* start Entries *

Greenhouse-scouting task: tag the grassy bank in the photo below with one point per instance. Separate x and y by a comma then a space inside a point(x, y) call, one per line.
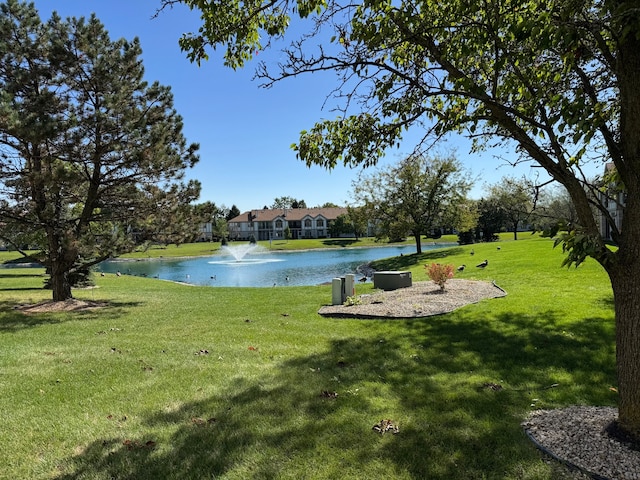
point(179, 382)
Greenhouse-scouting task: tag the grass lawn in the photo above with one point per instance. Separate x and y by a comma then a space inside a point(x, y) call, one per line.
point(180, 382)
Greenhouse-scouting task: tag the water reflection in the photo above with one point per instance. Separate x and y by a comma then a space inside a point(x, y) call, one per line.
point(260, 267)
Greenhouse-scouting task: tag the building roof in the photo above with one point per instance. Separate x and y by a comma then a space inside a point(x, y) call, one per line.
point(290, 214)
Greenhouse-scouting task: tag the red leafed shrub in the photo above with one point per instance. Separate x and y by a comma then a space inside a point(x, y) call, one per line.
point(439, 273)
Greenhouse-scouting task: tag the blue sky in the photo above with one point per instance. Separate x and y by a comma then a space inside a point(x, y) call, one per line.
point(244, 131)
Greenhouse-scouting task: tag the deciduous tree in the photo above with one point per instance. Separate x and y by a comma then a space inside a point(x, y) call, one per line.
point(560, 80)
point(414, 196)
point(515, 199)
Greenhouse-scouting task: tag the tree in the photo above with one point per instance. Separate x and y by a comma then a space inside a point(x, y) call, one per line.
point(359, 220)
point(559, 80)
point(515, 200)
point(414, 196)
point(466, 220)
point(491, 219)
point(554, 212)
point(233, 213)
point(341, 225)
point(87, 147)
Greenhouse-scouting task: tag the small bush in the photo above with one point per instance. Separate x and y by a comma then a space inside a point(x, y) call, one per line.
point(439, 273)
point(352, 300)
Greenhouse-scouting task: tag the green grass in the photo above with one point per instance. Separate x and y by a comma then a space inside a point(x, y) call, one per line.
point(83, 393)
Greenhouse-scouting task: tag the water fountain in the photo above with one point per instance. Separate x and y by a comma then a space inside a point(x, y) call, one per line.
point(240, 255)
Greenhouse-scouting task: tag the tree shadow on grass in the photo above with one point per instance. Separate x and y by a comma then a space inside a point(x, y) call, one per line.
point(430, 376)
point(14, 320)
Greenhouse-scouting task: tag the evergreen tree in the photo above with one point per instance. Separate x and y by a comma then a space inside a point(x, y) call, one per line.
point(88, 147)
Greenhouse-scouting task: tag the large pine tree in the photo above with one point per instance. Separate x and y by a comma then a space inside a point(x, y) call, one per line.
point(88, 148)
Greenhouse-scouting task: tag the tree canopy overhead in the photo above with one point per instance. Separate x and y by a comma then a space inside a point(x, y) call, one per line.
point(560, 79)
point(89, 151)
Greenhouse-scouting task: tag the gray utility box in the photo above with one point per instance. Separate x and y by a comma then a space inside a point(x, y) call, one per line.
point(391, 280)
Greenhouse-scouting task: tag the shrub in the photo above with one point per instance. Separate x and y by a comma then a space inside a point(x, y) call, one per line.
point(439, 273)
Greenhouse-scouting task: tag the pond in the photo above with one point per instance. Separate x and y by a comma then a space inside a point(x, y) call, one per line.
point(241, 266)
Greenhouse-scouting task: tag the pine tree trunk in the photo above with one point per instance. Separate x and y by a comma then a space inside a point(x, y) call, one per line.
point(626, 292)
point(60, 283)
point(418, 244)
point(61, 260)
point(625, 274)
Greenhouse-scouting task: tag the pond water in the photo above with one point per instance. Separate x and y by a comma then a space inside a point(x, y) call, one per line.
point(260, 267)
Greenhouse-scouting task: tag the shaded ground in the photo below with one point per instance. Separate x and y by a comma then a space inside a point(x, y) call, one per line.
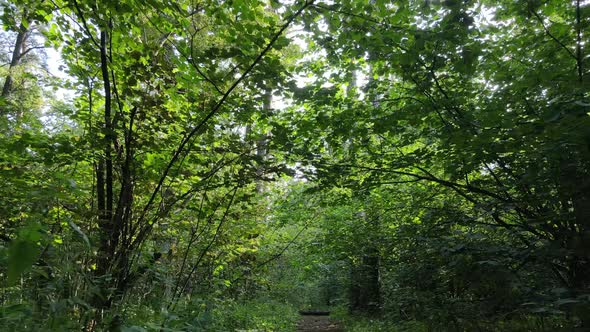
point(314, 323)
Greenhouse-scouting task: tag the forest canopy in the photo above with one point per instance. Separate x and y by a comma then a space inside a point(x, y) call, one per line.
point(204, 165)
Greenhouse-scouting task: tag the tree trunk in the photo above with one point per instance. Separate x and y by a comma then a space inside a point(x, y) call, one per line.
point(17, 54)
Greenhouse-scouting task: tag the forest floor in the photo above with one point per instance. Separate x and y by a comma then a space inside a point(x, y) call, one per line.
point(313, 323)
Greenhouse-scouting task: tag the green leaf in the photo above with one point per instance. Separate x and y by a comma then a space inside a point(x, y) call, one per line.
point(21, 256)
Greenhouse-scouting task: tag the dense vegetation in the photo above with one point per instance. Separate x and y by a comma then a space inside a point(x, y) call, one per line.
point(205, 165)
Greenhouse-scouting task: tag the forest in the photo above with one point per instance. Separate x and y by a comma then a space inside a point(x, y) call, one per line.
point(211, 165)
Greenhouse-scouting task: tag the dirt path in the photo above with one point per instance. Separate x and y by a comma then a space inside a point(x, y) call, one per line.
point(311, 323)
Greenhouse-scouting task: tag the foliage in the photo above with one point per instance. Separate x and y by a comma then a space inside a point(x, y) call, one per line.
point(222, 165)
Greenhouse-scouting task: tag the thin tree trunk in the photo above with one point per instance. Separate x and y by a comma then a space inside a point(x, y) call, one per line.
point(17, 54)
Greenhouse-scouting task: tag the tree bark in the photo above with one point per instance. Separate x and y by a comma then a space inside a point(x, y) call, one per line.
point(17, 54)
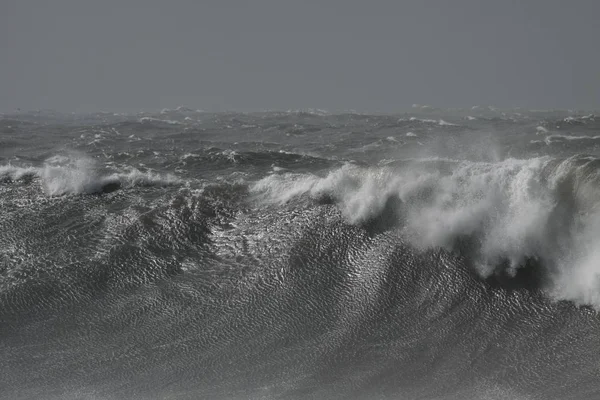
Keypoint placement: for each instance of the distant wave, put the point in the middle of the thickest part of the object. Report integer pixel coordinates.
(62, 175)
(511, 213)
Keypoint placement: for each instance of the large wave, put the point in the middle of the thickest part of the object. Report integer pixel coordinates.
(78, 174)
(514, 214)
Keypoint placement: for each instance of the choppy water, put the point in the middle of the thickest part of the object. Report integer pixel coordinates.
(442, 254)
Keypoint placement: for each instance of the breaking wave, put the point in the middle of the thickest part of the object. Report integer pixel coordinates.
(61, 175)
(515, 214)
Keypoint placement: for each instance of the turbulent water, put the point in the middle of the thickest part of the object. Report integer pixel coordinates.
(438, 254)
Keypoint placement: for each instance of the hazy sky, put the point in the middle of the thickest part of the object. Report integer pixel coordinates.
(82, 55)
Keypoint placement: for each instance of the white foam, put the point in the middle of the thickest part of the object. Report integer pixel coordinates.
(164, 121)
(515, 209)
(558, 138)
(62, 175)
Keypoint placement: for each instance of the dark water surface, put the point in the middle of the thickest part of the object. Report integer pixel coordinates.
(445, 254)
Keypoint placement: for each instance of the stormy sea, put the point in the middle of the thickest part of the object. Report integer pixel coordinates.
(182, 254)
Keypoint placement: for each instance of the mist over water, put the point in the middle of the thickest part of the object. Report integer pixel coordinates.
(433, 254)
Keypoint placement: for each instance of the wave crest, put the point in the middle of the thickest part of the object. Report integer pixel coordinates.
(61, 175)
(509, 212)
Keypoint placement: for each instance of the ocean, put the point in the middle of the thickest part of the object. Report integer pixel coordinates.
(182, 254)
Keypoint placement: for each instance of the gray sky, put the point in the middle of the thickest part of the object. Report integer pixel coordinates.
(82, 55)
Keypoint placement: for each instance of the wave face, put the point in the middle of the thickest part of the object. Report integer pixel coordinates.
(443, 254)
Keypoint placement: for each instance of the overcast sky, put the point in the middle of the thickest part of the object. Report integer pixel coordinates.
(383, 56)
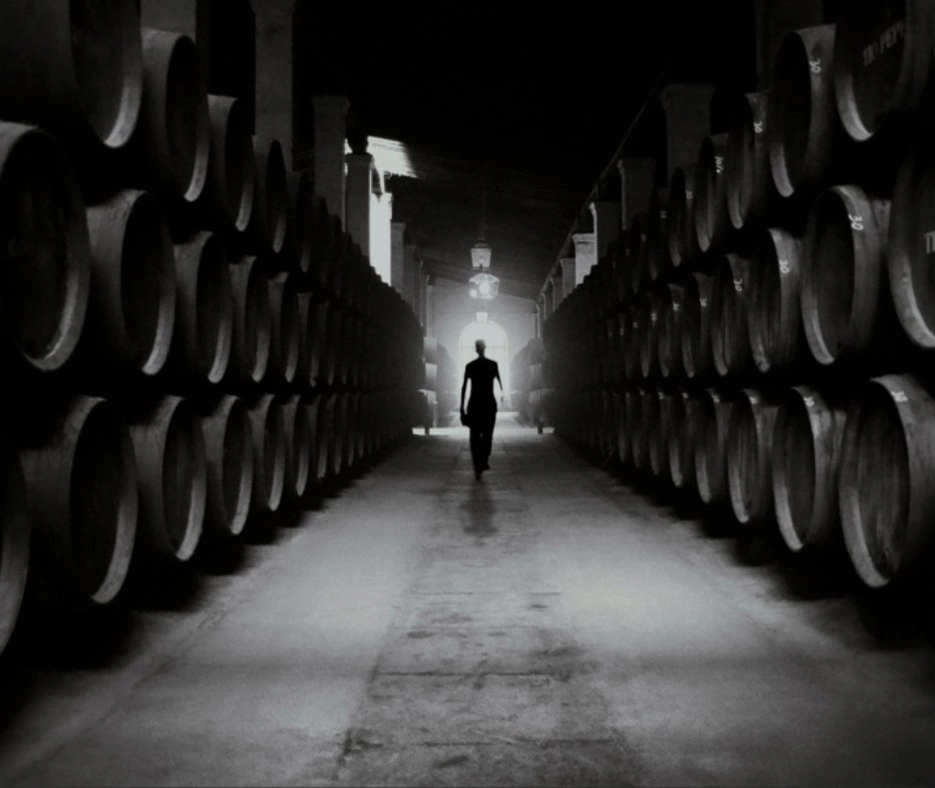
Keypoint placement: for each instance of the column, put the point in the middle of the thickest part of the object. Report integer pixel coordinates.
(606, 217)
(274, 20)
(430, 306)
(637, 181)
(398, 259)
(688, 121)
(330, 131)
(381, 219)
(569, 276)
(585, 255)
(359, 198)
(411, 266)
(557, 287)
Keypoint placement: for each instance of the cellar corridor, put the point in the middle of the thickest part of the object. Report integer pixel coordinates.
(548, 624)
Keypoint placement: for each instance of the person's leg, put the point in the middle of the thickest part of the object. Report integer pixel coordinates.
(476, 444)
(488, 436)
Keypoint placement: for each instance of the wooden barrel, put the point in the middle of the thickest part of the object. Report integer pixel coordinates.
(806, 456)
(669, 339)
(712, 419)
(638, 426)
(229, 459)
(337, 446)
(681, 441)
(659, 263)
(131, 313)
(749, 452)
(709, 209)
(250, 351)
(299, 437)
(775, 315)
(325, 423)
(45, 255)
(681, 231)
(267, 425)
(81, 482)
(695, 332)
(911, 253)
(802, 115)
(230, 192)
(886, 496)
(883, 61)
(172, 142)
(657, 418)
(843, 282)
(285, 344)
(316, 469)
(170, 458)
(747, 163)
(649, 326)
(272, 214)
(14, 541)
(730, 337)
(204, 310)
(73, 67)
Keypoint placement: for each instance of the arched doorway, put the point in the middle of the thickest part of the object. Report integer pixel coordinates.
(497, 350)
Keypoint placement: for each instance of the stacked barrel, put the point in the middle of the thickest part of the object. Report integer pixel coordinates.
(191, 341)
(759, 338)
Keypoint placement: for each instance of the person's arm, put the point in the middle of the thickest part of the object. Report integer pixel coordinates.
(463, 389)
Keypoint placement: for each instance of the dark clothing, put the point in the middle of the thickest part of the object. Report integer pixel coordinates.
(482, 372)
(481, 408)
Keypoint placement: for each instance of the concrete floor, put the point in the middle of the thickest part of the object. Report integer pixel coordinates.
(547, 625)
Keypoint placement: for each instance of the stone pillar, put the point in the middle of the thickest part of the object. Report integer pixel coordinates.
(411, 268)
(637, 181)
(569, 276)
(585, 255)
(359, 197)
(606, 217)
(398, 259)
(688, 121)
(330, 132)
(274, 74)
(558, 294)
(430, 306)
(381, 236)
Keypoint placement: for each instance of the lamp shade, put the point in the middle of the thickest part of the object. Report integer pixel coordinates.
(484, 286)
(480, 255)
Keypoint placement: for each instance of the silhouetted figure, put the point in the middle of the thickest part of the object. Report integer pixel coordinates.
(482, 407)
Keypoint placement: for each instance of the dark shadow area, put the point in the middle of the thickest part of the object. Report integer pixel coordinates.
(163, 586)
(478, 511)
(88, 638)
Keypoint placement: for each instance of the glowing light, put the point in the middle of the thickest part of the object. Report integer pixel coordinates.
(484, 286)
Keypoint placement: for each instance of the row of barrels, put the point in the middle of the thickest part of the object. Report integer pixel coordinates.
(825, 120)
(851, 289)
(822, 467)
(130, 105)
(110, 276)
(101, 488)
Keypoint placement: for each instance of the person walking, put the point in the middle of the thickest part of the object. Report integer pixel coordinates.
(482, 406)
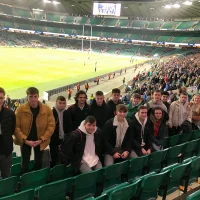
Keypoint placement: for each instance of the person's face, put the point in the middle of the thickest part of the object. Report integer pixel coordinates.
(99, 100)
(157, 96)
(81, 99)
(164, 98)
(121, 115)
(115, 96)
(2, 97)
(183, 98)
(158, 114)
(196, 99)
(136, 101)
(142, 114)
(33, 100)
(61, 105)
(90, 128)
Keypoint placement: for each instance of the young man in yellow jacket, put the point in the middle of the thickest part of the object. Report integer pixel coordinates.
(35, 125)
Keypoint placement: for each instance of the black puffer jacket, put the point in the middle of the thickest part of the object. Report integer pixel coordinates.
(8, 123)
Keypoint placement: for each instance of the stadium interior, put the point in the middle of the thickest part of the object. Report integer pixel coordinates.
(107, 50)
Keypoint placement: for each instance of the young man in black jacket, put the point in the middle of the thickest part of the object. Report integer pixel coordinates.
(117, 137)
(78, 111)
(7, 129)
(62, 125)
(142, 132)
(100, 110)
(83, 147)
(112, 103)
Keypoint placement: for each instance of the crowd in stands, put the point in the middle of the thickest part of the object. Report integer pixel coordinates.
(81, 134)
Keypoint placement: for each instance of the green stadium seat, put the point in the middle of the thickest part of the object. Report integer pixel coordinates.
(54, 191)
(14, 154)
(34, 179)
(156, 160)
(113, 174)
(25, 195)
(85, 185)
(16, 160)
(137, 167)
(8, 186)
(175, 154)
(194, 196)
(61, 172)
(127, 192)
(150, 185)
(176, 175)
(191, 149)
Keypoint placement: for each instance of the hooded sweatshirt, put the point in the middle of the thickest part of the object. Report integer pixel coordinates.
(89, 155)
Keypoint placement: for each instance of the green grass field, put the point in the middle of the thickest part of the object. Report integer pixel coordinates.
(49, 68)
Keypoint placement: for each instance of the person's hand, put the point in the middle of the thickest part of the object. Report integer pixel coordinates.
(117, 155)
(125, 154)
(38, 142)
(144, 151)
(149, 151)
(30, 143)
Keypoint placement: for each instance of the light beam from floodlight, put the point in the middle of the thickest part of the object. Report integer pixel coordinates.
(176, 5)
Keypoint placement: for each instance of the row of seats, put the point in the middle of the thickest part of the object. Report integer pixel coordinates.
(97, 21)
(111, 183)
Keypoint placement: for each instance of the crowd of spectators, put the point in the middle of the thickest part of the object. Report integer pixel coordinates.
(81, 134)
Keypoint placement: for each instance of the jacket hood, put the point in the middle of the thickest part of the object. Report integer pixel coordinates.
(82, 128)
(137, 118)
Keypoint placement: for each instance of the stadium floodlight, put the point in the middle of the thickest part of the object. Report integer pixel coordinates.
(55, 2)
(37, 9)
(168, 6)
(176, 5)
(188, 3)
(47, 1)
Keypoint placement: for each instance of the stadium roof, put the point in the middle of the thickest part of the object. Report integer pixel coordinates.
(131, 8)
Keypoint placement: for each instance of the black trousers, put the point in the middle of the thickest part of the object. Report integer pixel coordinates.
(26, 154)
(54, 151)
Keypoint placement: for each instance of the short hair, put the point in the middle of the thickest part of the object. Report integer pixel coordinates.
(116, 90)
(32, 90)
(165, 93)
(99, 93)
(156, 91)
(121, 108)
(136, 95)
(61, 98)
(2, 91)
(184, 93)
(142, 107)
(91, 119)
(78, 94)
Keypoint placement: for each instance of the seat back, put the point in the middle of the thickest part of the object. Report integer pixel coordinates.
(174, 154)
(136, 166)
(54, 191)
(34, 179)
(194, 196)
(85, 184)
(25, 195)
(60, 172)
(127, 192)
(8, 186)
(113, 174)
(156, 159)
(150, 185)
(174, 140)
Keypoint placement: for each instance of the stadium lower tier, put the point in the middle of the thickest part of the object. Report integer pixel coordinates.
(33, 40)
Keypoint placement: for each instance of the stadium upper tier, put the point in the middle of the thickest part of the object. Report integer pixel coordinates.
(33, 40)
(5, 9)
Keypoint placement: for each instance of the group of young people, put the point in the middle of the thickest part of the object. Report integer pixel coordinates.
(91, 136)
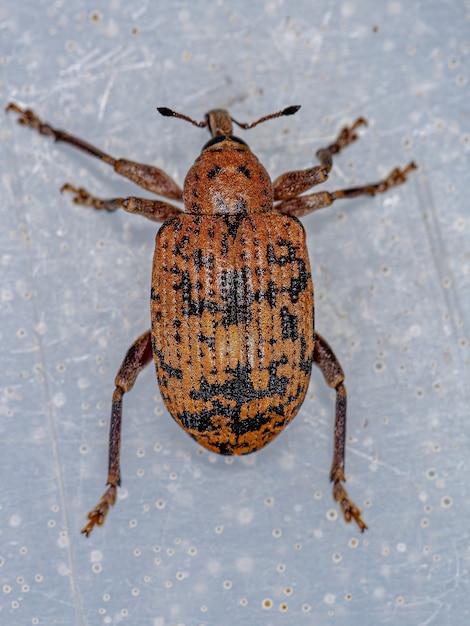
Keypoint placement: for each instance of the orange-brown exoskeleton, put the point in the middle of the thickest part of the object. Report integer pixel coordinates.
(232, 309)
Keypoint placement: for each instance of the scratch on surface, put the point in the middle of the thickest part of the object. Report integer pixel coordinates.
(440, 258)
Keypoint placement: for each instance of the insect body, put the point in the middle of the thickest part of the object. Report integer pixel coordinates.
(232, 308)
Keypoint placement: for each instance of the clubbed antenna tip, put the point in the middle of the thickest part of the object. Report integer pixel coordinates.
(291, 110)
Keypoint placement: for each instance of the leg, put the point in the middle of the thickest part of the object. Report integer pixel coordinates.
(137, 357)
(330, 367)
(312, 202)
(291, 184)
(154, 210)
(151, 178)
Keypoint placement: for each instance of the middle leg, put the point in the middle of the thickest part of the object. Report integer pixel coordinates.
(325, 359)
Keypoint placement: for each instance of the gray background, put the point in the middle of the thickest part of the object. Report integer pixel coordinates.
(197, 539)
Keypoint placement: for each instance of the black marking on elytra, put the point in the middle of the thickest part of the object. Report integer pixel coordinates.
(212, 173)
(154, 295)
(239, 388)
(243, 169)
(201, 260)
(190, 305)
(209, 340)
(289, 324)
(172, 372)
(305, 363)
(269, 294)
(235, 289)
(298, 283)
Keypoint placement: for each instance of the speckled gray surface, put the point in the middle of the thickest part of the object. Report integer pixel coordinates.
(197, 539)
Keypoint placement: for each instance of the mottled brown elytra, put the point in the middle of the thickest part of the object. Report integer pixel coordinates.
(232, 308)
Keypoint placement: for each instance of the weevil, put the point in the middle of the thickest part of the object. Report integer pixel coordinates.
(232, 311)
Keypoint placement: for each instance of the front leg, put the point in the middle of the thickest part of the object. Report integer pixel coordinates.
(314, 201)
(291, 184)
(146, 176)
(137, 357)
(154, 210)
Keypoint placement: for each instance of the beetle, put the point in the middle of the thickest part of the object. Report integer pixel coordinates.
(232, 310)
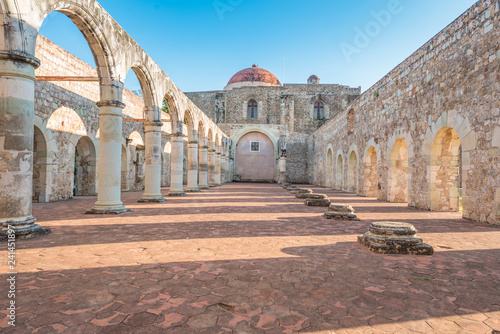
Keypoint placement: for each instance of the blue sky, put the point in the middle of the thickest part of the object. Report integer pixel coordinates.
(200, 44)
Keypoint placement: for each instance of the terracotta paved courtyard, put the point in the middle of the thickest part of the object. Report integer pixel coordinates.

* end Entries *

Requirements:
Starting at the line that contains "Keypoint placement: for each instance of the mottled" and continuing through the end of the lines, write those lines out again with "thickest" replaced by "widest" and nothing else changed. Leave the pictures out.

Solution to this problem:
Keypoint placement: for each instance of the mottled brown elytra, put the point in the middle of the widest part of the object. Report integer pixel coordinates.
(232, 308)
Keypoint placement: for each instance of the weevil, put the point in the middle of the widest part of the object. Report integer pixel coordinates.
(232, 311)
Keypoint placement: for each instance of the front leg, put the point in the middle of the widest part of the object. Report integer pixel coordinates.
(314, 201)
(291, 184)
(146, 176)
(137, 357)
(154, 210)
Keypoint placement: for each instance of the beetle, put the point in the middle of the widest part of the object. Report integer pixel coordinates.
(232, 310)
Keypoint placement: for each instance of the blue sky, put the point in the middle of the widest part of the object. Report integer pixel coordinates.
(200, 44)
Keypoint placement: for each instance of the terracotta paved courtyard, put the point in the middle of the widest part of the object. Report integer pixel coordinates.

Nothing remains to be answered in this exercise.